DIRECTIONS FOR THIS TASK: Rewrite the entries from the beginning through the line containing "positive clicks: (776, 53)", changing every "rough mask" to "coarse mask" and leaving everything else unchanged.

☆ ☆ ☆ ☆ ☆ ☆ ☆

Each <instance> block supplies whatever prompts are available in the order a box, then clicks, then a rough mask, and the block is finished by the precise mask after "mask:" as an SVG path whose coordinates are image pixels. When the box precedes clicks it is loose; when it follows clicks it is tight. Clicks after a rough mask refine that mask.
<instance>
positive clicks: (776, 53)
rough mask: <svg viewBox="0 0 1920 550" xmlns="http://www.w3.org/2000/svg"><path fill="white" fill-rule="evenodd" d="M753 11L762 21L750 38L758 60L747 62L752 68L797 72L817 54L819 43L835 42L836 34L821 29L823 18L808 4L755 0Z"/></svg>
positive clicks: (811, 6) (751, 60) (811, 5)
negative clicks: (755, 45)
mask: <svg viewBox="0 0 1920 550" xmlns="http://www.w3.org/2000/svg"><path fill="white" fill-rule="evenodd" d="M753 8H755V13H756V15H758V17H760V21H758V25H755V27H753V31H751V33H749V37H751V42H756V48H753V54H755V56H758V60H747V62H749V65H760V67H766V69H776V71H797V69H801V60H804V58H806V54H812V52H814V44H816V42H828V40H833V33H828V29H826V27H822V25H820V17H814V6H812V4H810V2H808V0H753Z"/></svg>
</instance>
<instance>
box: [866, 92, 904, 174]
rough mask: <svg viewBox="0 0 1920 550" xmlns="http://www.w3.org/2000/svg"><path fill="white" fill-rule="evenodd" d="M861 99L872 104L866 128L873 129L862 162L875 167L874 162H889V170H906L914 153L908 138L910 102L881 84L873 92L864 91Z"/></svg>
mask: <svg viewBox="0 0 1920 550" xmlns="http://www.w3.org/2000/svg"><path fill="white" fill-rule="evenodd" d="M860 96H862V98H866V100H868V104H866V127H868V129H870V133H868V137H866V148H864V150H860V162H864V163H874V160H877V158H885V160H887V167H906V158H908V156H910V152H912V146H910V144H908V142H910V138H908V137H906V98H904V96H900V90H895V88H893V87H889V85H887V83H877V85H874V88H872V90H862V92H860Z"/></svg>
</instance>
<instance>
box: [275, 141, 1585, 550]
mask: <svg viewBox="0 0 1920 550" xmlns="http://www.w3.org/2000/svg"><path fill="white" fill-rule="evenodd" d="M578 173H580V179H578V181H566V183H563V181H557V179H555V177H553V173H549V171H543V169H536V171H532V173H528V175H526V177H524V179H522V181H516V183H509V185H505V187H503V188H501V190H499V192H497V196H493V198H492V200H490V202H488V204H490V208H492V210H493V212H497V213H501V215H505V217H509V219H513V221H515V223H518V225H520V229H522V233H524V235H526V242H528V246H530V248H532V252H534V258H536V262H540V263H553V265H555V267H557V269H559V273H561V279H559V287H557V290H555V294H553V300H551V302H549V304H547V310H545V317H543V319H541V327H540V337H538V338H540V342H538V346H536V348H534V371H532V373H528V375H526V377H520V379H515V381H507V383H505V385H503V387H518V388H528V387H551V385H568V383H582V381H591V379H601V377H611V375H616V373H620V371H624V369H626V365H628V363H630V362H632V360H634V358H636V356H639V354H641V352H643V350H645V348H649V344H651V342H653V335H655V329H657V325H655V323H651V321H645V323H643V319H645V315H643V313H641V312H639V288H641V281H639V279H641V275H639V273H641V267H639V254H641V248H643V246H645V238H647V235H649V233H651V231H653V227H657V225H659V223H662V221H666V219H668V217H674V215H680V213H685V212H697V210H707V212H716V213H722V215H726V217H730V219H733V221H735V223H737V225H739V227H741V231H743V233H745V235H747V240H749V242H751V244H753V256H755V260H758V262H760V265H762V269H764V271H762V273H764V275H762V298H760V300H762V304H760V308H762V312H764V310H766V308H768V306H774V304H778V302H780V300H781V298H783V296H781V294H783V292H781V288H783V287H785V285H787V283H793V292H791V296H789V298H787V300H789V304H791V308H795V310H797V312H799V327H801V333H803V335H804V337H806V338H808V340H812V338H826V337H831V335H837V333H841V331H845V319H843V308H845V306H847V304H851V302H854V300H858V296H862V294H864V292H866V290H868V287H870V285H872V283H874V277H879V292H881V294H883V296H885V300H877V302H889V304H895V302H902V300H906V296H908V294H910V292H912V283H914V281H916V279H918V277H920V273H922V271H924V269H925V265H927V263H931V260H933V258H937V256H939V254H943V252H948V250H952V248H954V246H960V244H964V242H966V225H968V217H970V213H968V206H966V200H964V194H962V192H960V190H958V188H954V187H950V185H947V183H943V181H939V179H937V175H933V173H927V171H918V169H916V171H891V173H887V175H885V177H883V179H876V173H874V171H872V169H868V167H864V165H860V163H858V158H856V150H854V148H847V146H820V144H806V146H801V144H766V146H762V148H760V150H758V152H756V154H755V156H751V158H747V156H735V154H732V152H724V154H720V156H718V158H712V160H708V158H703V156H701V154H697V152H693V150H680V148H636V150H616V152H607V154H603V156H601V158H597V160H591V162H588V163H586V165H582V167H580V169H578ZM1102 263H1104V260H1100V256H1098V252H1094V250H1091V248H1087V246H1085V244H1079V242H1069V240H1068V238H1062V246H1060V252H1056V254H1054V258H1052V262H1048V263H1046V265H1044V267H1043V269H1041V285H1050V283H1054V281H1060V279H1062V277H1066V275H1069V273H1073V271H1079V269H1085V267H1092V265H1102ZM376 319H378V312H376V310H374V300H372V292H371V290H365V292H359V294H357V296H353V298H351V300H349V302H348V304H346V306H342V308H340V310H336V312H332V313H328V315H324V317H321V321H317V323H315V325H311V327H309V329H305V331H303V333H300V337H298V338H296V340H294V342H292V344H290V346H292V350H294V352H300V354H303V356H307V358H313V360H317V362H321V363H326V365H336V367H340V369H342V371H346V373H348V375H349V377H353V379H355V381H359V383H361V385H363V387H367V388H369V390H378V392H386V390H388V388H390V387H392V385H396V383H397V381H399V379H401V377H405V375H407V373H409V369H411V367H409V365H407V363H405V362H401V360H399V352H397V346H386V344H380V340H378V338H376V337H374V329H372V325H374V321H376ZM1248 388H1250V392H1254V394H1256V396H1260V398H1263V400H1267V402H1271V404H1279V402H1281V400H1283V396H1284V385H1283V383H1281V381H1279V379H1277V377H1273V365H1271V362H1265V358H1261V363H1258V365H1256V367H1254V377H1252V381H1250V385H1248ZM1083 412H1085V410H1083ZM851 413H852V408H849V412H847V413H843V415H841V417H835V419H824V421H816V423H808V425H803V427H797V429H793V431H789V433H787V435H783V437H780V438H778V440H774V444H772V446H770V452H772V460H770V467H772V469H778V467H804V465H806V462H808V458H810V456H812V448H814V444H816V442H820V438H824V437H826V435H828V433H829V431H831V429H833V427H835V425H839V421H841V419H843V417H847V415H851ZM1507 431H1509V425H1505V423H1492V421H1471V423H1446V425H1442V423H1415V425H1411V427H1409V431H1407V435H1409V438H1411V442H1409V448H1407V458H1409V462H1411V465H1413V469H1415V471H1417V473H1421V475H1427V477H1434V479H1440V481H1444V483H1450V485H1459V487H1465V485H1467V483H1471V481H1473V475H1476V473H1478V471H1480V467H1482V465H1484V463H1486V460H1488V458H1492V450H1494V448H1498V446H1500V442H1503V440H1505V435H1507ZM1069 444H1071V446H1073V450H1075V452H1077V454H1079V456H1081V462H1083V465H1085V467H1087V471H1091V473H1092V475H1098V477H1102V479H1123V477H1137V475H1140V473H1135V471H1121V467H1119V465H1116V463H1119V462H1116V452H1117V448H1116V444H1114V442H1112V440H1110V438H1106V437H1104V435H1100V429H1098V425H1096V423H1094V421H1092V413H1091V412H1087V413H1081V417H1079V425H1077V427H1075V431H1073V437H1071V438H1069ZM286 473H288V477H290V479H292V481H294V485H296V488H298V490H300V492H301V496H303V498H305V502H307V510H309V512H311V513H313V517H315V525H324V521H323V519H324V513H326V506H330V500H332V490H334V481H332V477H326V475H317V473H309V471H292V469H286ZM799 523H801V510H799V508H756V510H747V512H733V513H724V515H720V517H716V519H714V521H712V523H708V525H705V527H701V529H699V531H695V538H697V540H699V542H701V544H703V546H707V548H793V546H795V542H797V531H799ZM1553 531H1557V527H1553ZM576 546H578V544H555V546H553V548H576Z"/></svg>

☆ ☆ ☆ ☆ ☆ ☆ ☆

EXERCISE RESULT:
Each <instance> block supplies whatever prompts are available in the order a box, then clicks, then a coarse mask, and the block is finished by the precise mask after "mask:" as an SVG path whose coordinates are image pixels. When the box precedes clicks it is loose; when it follows clicks it is tight. Clicks after a coarse mask refine that mask.
<instance>
positive clicks: (776, 53)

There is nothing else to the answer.